■ Prompt: List every line below that contains the word "object", copying each such line in full.

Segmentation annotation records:
-- begin --
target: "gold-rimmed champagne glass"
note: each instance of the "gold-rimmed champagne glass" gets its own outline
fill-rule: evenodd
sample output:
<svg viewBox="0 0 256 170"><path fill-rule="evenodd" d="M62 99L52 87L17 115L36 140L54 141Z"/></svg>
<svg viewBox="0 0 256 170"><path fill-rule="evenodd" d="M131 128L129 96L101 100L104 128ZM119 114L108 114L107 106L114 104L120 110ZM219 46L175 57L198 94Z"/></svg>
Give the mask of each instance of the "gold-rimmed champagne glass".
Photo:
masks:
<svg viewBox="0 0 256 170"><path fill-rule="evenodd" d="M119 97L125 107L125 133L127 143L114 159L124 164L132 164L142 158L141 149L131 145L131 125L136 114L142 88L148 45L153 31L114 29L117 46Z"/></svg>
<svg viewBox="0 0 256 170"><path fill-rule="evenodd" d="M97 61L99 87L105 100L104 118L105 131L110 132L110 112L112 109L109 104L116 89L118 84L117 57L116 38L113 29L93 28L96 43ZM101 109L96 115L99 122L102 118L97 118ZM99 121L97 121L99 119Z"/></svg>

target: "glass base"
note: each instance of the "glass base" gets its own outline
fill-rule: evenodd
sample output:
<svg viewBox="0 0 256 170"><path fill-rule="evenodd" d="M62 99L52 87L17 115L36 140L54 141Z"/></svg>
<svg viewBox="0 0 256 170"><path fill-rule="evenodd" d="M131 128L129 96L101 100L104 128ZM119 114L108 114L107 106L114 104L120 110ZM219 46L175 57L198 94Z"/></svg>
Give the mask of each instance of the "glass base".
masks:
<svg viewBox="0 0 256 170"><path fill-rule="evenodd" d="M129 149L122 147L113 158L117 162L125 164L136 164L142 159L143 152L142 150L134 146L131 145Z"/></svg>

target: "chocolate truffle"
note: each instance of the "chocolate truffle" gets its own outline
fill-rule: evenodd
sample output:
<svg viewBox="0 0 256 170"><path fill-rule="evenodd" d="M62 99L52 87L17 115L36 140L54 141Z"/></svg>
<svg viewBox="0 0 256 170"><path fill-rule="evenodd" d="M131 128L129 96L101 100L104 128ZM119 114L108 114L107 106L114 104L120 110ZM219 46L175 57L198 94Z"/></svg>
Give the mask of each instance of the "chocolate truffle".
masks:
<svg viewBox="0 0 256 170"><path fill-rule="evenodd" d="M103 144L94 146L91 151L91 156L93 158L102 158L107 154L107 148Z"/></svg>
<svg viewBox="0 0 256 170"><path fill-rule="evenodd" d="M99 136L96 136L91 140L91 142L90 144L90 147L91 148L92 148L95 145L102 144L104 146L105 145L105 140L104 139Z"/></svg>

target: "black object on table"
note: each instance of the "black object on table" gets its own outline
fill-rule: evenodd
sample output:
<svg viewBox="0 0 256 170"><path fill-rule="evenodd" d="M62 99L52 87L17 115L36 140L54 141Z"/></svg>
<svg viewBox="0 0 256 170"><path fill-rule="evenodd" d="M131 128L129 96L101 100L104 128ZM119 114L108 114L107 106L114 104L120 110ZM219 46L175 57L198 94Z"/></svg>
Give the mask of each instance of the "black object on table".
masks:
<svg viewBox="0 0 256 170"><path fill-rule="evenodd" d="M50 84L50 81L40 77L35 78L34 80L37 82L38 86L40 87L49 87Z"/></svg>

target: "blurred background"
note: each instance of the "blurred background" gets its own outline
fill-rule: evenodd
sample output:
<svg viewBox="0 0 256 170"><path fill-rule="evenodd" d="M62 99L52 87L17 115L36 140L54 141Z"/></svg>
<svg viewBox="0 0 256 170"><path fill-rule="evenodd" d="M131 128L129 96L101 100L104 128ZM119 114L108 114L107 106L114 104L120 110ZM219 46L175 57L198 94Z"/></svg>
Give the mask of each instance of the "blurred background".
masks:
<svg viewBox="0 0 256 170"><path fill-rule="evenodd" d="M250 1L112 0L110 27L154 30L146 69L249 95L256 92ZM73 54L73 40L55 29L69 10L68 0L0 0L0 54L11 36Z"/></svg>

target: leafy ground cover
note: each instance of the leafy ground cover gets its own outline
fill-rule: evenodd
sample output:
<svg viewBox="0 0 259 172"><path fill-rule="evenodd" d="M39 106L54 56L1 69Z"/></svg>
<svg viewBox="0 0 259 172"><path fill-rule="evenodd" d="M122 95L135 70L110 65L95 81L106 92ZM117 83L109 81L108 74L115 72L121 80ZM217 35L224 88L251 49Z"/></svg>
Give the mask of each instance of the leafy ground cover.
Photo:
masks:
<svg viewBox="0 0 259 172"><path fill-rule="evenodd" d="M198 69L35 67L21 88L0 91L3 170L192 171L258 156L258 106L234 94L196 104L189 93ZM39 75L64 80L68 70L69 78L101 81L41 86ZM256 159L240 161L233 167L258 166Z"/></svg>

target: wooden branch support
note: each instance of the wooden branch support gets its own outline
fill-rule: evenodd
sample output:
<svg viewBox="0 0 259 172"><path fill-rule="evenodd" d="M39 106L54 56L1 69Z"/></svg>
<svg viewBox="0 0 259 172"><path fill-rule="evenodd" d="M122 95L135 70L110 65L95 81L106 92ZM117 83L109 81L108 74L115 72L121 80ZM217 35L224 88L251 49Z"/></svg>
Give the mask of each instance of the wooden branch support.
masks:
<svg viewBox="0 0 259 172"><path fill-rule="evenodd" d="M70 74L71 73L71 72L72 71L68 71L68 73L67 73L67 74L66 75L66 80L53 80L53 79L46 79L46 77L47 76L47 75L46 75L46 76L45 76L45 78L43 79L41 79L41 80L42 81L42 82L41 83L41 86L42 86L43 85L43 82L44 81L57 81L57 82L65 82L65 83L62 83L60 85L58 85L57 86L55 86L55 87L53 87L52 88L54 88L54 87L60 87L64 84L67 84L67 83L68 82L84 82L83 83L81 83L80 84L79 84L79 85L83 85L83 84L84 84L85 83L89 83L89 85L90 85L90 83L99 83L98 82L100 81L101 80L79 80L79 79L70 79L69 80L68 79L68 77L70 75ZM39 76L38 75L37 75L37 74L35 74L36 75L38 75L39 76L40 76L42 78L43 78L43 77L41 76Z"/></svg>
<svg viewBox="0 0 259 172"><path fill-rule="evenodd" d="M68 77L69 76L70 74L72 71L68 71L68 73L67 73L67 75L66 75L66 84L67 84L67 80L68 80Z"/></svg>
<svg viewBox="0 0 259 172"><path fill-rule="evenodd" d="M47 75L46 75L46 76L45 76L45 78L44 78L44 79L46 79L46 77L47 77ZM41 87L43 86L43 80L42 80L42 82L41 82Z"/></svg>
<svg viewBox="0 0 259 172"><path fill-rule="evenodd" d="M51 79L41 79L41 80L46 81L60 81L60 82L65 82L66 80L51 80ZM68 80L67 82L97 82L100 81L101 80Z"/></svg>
-- end --
■ The answer:
target: "black object on table"
note: each instance of the "black object on table" gets its own outline
Give the mask of each instance of the "black object on table".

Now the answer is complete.